• [Task inputs]
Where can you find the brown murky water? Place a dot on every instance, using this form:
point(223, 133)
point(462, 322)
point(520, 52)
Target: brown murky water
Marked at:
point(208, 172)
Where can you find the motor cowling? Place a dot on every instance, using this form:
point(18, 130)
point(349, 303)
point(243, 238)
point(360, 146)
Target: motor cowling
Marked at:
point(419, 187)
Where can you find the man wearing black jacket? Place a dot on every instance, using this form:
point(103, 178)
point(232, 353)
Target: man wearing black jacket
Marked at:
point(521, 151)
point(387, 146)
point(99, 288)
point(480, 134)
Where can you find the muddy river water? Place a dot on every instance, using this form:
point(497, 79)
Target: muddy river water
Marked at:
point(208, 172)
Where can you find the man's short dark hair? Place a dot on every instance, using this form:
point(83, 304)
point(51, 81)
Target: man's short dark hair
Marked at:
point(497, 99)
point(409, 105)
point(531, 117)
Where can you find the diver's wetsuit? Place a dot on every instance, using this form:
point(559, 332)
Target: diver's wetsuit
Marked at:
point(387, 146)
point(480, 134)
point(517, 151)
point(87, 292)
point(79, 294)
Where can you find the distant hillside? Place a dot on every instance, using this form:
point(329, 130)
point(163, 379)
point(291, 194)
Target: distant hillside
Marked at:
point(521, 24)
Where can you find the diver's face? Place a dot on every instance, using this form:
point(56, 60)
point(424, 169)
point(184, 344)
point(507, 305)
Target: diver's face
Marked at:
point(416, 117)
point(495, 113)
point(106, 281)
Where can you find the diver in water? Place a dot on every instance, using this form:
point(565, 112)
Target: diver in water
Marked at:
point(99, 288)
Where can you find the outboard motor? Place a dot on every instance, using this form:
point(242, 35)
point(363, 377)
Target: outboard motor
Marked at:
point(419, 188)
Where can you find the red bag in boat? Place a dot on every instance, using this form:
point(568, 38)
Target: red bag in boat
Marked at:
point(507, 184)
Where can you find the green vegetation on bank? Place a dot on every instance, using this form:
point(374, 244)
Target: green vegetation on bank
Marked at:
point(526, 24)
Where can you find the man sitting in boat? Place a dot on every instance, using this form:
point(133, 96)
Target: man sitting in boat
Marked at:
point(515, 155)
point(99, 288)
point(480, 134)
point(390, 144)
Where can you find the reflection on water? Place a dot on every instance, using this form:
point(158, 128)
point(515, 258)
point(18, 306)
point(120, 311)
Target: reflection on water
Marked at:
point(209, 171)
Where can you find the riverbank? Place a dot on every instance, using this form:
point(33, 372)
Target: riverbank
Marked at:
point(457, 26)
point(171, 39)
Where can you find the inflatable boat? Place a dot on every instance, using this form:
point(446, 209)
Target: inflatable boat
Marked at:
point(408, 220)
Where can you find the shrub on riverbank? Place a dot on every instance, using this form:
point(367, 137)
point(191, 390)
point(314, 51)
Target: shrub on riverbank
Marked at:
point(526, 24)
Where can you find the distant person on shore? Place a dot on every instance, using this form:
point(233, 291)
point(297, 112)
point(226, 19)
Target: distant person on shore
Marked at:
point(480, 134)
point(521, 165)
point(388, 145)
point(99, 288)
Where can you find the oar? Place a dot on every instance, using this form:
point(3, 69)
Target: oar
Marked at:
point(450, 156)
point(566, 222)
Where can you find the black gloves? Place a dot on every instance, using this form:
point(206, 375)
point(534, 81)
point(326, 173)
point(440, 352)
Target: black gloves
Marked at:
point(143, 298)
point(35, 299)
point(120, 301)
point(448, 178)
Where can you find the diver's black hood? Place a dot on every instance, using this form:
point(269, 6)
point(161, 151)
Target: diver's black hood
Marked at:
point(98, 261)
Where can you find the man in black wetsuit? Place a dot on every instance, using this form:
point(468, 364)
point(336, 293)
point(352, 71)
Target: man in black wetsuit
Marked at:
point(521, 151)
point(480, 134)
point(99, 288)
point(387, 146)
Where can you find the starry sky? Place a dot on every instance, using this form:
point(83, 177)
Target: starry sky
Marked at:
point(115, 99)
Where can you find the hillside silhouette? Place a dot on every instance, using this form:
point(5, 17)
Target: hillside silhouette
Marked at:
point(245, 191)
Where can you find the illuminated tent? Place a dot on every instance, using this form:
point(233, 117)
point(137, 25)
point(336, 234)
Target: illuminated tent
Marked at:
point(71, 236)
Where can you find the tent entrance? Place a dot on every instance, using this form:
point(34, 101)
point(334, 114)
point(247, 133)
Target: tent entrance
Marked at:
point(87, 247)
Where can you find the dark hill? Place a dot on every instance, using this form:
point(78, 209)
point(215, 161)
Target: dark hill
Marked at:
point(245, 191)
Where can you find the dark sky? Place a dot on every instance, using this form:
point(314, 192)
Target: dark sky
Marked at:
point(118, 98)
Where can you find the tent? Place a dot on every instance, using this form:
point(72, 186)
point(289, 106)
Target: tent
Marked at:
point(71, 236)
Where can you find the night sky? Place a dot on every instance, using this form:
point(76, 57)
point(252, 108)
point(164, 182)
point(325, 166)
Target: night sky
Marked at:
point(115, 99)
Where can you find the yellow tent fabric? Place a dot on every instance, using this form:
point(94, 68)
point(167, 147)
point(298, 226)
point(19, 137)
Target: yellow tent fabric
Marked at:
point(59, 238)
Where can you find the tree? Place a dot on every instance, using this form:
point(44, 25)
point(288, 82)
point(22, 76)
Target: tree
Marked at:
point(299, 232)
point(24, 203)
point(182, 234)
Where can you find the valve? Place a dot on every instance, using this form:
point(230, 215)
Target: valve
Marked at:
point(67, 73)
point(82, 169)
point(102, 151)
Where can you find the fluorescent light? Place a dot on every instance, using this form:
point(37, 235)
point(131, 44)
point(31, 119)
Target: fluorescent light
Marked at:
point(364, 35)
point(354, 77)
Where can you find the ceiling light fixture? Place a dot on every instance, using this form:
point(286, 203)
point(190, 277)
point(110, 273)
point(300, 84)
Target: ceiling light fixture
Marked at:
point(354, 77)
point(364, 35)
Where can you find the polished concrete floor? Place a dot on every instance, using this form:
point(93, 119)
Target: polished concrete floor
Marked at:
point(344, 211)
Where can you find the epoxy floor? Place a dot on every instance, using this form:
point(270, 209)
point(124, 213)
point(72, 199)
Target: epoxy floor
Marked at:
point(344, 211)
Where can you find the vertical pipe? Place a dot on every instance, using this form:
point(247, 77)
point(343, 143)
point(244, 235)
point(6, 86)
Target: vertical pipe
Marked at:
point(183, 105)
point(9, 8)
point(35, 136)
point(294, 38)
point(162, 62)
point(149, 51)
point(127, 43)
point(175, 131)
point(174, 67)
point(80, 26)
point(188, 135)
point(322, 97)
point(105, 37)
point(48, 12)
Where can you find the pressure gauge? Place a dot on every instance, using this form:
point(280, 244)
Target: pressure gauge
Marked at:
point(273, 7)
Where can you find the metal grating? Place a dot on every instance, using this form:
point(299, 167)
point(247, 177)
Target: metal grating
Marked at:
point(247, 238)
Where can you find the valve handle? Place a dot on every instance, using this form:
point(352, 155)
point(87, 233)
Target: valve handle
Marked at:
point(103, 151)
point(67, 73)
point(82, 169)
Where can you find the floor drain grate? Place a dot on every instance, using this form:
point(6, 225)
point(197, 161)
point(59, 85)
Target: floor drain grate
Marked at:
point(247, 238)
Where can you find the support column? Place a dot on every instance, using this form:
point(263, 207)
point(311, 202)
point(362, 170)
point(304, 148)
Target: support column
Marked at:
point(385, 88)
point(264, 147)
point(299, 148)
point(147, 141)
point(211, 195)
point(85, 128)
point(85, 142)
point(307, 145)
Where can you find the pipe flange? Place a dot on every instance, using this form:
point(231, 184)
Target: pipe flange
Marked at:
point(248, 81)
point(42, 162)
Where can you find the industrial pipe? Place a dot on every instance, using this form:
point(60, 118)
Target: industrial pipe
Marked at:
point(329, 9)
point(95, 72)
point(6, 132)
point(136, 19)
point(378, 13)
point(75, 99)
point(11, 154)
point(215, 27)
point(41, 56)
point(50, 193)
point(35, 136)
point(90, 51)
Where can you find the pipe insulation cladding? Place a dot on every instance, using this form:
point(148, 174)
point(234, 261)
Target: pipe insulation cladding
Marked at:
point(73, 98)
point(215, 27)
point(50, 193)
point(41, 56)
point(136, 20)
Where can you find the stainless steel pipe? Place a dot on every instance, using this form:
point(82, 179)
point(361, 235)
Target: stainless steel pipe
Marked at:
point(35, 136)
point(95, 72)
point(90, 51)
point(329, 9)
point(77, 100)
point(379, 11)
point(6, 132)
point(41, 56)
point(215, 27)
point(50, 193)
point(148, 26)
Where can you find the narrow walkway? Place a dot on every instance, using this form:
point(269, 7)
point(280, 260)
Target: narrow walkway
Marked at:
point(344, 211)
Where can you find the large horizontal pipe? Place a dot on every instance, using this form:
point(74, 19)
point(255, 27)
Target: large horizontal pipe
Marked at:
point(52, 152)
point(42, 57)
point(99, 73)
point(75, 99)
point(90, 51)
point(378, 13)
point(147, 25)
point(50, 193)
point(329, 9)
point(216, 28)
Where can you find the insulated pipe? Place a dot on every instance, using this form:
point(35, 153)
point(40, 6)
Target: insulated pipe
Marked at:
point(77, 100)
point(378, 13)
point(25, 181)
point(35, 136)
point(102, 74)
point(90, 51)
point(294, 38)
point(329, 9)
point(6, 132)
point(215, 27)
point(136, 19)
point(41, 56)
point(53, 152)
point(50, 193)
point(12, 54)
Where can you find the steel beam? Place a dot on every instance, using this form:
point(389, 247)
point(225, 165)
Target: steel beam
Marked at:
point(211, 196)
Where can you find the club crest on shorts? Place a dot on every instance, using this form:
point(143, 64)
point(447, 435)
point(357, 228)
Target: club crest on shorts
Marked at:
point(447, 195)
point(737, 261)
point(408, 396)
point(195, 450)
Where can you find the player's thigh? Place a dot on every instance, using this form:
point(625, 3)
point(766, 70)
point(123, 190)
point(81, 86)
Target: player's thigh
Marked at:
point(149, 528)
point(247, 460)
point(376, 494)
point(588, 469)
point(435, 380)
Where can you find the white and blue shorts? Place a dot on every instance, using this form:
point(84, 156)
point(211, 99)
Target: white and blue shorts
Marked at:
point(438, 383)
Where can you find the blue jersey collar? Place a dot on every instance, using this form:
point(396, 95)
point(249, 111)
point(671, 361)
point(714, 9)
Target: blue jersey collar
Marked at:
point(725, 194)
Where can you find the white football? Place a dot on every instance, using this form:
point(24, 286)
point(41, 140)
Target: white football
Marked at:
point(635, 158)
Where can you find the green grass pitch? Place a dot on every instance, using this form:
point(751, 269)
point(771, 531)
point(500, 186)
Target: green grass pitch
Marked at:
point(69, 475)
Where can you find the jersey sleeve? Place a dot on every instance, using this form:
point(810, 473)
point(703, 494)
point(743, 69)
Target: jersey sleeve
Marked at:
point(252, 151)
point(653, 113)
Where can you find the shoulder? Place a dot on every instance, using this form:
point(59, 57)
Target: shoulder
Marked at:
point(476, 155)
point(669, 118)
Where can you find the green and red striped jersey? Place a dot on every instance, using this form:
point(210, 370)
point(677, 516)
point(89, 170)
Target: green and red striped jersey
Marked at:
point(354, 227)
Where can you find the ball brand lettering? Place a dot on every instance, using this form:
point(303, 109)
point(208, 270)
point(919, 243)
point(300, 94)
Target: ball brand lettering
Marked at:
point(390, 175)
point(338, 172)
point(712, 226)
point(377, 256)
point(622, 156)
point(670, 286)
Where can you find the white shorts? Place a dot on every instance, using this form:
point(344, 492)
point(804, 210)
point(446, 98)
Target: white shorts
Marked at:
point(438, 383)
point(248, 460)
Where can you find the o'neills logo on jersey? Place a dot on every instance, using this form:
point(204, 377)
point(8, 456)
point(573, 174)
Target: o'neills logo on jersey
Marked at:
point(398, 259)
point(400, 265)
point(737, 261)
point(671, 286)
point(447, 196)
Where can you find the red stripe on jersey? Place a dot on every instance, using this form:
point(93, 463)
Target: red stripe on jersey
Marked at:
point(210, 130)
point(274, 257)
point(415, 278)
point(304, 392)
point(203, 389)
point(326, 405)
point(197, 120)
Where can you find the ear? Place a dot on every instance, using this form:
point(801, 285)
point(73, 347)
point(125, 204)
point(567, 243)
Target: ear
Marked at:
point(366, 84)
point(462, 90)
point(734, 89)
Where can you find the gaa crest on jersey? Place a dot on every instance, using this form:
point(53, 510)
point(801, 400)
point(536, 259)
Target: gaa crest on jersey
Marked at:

• [Written task]
Copy out, character for character, the stretch of rows above from the line containing "Where can you find the man's" through the line containing "point(531, 117)", with both of those lines included.

• [Full output]
Where can you find the man's short dark hair? Place a dot on every instance, using this form:
point(83, 304)
point(51, 81)
Target: man's short dark hair
Marked at:
point(497, 99)
point(409, 105)
point(531, 117)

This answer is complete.